Description of the task
Write out, word for word, the part of the listing below that opens with the line containing "Target: girl's eye" and closes with the line containing "[point] black fabric", keeping both of those lines and adding no others.

Data in this exercise
══════

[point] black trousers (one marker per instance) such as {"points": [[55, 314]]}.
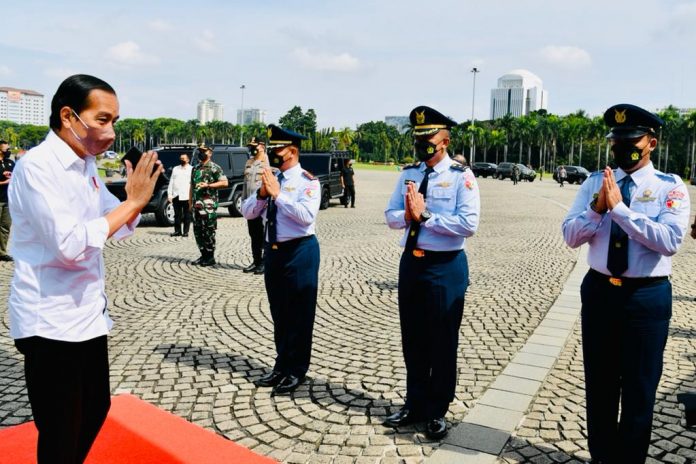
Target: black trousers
{"points": [[431, 303], [68, 387], [291, 277], [349, 194], [624, 333], [181, 214], [256, 234]]}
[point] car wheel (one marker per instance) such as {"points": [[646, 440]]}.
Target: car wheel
{"points": [[235, 208], [164, 215], [325, 199]]}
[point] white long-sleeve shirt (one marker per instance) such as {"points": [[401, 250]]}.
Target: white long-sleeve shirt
{"points": [[58, 205], [180, 182]]}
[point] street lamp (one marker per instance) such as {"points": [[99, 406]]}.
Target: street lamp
{"points": [[472, 152], [241, 116]]}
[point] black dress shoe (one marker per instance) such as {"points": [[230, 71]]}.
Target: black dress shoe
{"points": [[287, 385], [271, 379], [403, 416], [436, 428]]}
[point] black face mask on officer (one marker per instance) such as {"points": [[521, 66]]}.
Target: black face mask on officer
{"points": [[424, 149], [276, 160], [626, 154]]}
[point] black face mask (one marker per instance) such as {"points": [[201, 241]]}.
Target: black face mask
{"points": [[424, 149], [276, 160], [626, 155]]}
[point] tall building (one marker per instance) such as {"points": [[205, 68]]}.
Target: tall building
{"points": [[22, 106], [250, 115], [519, 92], [209, 110], [400, 122]]}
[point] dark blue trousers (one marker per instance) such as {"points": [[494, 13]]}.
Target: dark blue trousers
{"points": [[624, 333], [291, 277], [431, 303]]}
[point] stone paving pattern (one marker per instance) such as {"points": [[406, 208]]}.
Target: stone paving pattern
{"points": [[191, 340]]}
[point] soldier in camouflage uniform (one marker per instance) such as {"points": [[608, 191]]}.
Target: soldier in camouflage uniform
{"points": [[206, 178]]}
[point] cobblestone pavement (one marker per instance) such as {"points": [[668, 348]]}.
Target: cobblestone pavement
{"points": [[191, 340], [554, 430]]}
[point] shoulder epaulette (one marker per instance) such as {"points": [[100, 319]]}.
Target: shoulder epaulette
{"points": [[459, 167], [667, 177]]}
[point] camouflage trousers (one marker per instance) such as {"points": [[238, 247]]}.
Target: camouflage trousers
{"points": [[204, 230]]}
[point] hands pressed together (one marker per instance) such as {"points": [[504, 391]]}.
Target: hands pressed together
{"points": [[415, 203]]}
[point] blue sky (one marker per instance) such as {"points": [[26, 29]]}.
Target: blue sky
{"points": [[354, 61]]}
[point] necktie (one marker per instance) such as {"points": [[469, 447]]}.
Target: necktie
{"points": [[412, 238], [271, 216], [617, 257]]}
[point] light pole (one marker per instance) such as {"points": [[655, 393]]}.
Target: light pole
{"points": [[241, 116], [472, 150]]}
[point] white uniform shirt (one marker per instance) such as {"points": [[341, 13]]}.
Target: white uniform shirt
{"points": [[58, 203], [297, 203], [180, 182], [655, 222]]}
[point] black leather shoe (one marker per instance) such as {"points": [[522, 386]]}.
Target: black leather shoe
{"points": [[271, 379], [403, 416], [208, 262], [250, 268], [436, 428], [287, 385]]}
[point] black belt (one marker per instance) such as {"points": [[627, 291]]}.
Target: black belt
{"points": [[628, 281], [288, 243], [419, 253]]}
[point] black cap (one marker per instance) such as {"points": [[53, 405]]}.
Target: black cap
{"points": [[427, 121], [279, 137], [255, 142], [630, 121]]}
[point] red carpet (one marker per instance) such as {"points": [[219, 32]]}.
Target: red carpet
{"points": [[136, 432]]}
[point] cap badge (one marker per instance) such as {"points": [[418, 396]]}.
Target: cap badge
{"points": [[620, 116]]}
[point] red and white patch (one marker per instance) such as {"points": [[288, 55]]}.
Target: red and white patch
{"points": [[676, 194]]}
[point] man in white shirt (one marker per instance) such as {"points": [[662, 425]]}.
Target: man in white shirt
{"points": [[178, 193], [63, 215]]}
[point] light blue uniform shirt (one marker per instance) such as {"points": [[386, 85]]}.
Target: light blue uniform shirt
{"points": [[452, 198], [656, 222], [297, 203]]}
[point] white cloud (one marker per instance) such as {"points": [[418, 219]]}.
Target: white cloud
{"points": [[128, 54], [160, 25], [567, 57], [343, 62], [205, 41]]}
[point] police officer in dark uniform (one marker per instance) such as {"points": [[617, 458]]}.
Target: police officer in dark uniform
{"points": [[634, 219], [289, 203], [437, 202]]}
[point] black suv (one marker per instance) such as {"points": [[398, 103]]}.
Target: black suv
{"points": [[230, 158], [504, 171], [326, 167], [484, 169], [574, 174]]}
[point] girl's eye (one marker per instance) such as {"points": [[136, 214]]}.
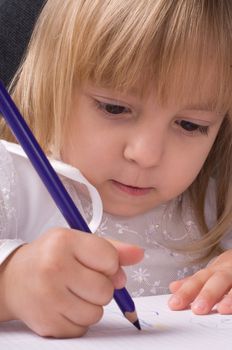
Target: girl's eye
{"points": [[192, 128], [112, 109]]}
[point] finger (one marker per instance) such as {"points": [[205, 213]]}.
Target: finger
{"points": [[225, 306], [89, 285], [80, 312], [175, 285], [128, 254], [96, 253], [189, 290], [59, 327], [106, 255], [119, 280], [213, 291]]}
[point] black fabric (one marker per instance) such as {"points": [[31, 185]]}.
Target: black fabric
{"points": [[17, 19]]}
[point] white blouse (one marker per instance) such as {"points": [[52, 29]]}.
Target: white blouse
{"points": [[27, 210]]}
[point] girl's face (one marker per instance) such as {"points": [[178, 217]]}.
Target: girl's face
{"points": [[137, 153]]}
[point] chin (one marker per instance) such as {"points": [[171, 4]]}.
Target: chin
{"points": [[125, 210]]}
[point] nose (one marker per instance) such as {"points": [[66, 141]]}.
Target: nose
{"points": [[145, 146]]}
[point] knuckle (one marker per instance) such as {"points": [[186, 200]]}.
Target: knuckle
{"points": [[105, 292], [94, 316]]}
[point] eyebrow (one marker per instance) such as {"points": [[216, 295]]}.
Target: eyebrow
{"points": [[200, 107]]}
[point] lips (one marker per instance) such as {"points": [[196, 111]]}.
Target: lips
{"points": [[132, 190]]}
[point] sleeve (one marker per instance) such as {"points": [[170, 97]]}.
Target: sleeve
{"points": [[9, 240]]}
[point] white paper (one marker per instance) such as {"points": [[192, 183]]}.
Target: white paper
{"points": [[161, 329]]}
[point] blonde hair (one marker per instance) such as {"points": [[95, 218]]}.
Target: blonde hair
{"points": [[176, 45]]}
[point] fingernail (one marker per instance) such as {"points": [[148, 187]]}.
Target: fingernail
{"points": [[199, 305], [175, 301], [227, 301]]}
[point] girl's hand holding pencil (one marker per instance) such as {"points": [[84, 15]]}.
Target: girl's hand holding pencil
{"points": [[58, 284]]}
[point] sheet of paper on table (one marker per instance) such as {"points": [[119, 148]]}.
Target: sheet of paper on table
{"points": [[161, 329]]}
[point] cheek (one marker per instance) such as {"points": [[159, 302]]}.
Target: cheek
{"points": [[184, 170]]}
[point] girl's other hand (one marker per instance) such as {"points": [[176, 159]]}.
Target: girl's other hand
{"points": [[58, 284], [206, 288]]}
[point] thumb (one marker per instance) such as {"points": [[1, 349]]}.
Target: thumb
{"points": [[128, 254]]}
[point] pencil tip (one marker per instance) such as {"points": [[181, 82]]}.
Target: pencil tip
{"points": [[137, 325]]}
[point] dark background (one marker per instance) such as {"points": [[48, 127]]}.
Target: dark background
{"points": [[17, 19]]}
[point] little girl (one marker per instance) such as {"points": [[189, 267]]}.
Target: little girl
{"points": [[137, 96]]}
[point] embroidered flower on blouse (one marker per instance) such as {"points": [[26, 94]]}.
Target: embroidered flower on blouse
{"points": [[140, 275]]}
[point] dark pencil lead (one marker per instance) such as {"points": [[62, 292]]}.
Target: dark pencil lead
{"points": [[137, 325]]}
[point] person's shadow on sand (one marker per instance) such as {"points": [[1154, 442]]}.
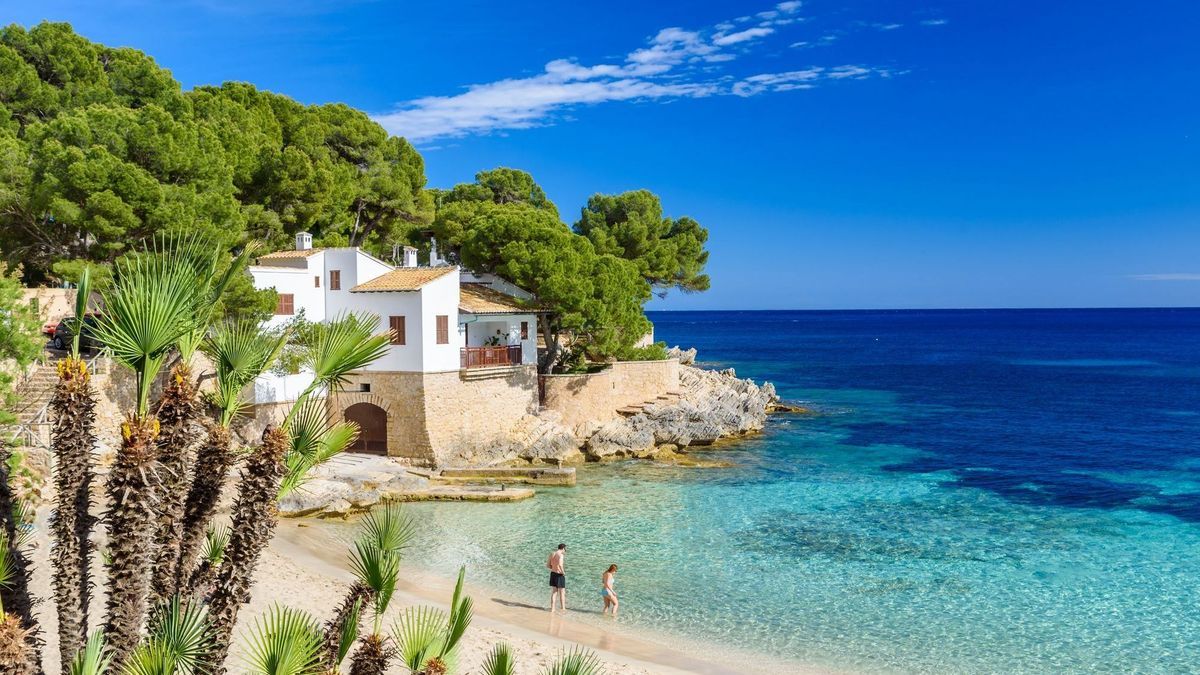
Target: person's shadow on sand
{"points": [[527, 605]]}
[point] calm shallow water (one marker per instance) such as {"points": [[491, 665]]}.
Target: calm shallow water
{"points": [[993, 491]]}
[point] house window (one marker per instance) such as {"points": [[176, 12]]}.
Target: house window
{"points": [[286, 305], [397, 329], [443, 329]]}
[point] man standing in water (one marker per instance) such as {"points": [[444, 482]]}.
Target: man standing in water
{"points": [[557, 578]]}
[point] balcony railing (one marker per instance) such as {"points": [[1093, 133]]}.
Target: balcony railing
{"points": [[491, 357]]}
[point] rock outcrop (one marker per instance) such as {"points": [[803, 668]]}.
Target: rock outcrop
{"points": [[713, 405]]}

══════

Expected output
Target: girl's eye
{"points": [[192, 128], [112, 109]]}
[point] finger (one marker per instance) such as {"points": [[205, 213]]}.
Target: finger
{"points": [[225, 306], [89, 285], [80, 312], [175, 285], [128, 254], [96, 253], [189, 290], [59, 327], [106, 255], [119, 280], [213, 291]]}
[point] black fabric (one marker per instance) such as {"points": [[31, 185]]}.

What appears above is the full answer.